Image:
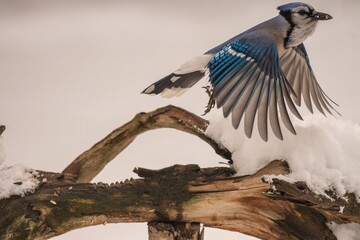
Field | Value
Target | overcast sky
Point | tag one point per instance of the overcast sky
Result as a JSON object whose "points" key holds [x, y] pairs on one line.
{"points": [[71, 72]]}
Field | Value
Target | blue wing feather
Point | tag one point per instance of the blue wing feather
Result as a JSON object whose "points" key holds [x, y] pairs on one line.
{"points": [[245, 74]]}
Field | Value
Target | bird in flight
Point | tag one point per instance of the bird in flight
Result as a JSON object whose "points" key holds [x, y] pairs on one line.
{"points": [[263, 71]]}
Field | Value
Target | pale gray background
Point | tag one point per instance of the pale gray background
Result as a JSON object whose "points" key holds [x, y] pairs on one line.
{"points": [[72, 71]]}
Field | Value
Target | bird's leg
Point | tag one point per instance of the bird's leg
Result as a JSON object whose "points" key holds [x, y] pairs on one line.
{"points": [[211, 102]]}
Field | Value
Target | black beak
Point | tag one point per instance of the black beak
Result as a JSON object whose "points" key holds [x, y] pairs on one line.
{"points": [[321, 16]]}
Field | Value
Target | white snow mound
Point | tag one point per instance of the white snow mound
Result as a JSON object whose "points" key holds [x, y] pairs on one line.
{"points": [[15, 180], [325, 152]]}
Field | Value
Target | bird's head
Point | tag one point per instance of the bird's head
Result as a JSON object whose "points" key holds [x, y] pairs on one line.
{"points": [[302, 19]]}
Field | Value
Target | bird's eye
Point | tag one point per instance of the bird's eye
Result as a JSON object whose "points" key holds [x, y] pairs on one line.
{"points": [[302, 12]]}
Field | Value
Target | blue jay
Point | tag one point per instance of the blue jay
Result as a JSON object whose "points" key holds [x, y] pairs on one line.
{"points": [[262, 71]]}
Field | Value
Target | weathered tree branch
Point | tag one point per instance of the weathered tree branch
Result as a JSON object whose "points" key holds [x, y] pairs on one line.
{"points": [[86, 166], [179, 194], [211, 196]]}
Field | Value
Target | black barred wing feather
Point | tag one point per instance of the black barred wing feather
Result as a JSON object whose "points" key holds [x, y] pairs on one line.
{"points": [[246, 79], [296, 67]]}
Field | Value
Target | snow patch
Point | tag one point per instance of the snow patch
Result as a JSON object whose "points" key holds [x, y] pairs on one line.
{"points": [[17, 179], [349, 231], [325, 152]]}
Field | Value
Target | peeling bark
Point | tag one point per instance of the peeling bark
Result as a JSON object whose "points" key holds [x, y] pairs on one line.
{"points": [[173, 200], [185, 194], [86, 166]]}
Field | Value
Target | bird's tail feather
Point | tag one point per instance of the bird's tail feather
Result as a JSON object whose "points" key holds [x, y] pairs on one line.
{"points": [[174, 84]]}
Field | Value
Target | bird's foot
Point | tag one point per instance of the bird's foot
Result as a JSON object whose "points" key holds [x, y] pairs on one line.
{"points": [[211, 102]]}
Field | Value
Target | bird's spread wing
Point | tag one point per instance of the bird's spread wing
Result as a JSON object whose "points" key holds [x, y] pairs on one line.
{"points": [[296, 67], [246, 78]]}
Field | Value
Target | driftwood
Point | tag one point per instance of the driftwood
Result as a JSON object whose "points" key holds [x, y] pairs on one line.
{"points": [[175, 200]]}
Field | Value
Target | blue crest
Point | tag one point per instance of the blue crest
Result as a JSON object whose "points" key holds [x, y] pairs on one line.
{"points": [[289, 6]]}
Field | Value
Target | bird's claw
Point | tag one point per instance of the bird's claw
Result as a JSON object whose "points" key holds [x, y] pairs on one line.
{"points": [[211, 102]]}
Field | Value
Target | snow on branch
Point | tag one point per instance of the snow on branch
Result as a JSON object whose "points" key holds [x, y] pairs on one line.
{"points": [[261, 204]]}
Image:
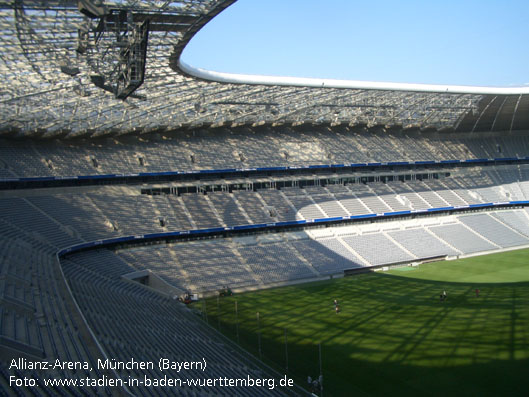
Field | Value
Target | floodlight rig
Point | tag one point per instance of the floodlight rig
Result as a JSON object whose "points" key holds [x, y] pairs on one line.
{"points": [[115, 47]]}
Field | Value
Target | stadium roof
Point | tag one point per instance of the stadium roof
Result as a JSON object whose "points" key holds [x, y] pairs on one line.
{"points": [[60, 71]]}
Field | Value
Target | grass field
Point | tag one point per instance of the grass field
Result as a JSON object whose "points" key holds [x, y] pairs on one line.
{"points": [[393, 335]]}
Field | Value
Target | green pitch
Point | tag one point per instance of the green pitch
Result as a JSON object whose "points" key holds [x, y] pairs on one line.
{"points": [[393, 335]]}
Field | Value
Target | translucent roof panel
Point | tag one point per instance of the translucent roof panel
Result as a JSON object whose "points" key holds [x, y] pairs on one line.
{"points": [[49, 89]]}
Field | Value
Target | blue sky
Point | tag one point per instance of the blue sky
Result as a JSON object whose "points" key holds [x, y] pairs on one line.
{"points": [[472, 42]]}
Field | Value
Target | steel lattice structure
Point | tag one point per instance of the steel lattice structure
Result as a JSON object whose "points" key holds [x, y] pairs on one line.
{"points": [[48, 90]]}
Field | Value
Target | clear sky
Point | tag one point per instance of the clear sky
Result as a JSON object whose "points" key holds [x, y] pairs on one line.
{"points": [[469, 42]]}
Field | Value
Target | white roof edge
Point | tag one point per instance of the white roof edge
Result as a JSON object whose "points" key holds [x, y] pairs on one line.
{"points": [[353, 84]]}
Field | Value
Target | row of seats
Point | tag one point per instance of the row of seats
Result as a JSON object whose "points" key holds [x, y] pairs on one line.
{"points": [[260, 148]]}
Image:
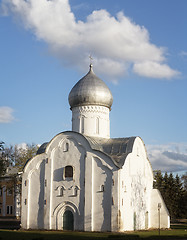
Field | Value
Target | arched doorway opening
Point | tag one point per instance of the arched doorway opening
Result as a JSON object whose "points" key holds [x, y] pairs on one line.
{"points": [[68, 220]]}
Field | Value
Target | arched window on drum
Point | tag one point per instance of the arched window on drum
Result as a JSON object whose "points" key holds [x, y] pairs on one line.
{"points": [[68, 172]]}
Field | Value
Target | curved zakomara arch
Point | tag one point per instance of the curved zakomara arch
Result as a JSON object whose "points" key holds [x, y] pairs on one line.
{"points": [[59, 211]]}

==

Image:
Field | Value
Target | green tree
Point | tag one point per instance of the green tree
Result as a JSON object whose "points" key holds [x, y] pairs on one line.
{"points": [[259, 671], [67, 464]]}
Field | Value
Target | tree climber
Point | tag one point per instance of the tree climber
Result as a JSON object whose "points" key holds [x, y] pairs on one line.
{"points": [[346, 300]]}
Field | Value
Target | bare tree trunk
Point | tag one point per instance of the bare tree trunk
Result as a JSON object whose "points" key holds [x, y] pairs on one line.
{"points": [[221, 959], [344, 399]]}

:: What the exercise asks ::
Using the data above, count the lines where "structure" appears. Reply with the number only.

:: Solution below ::
2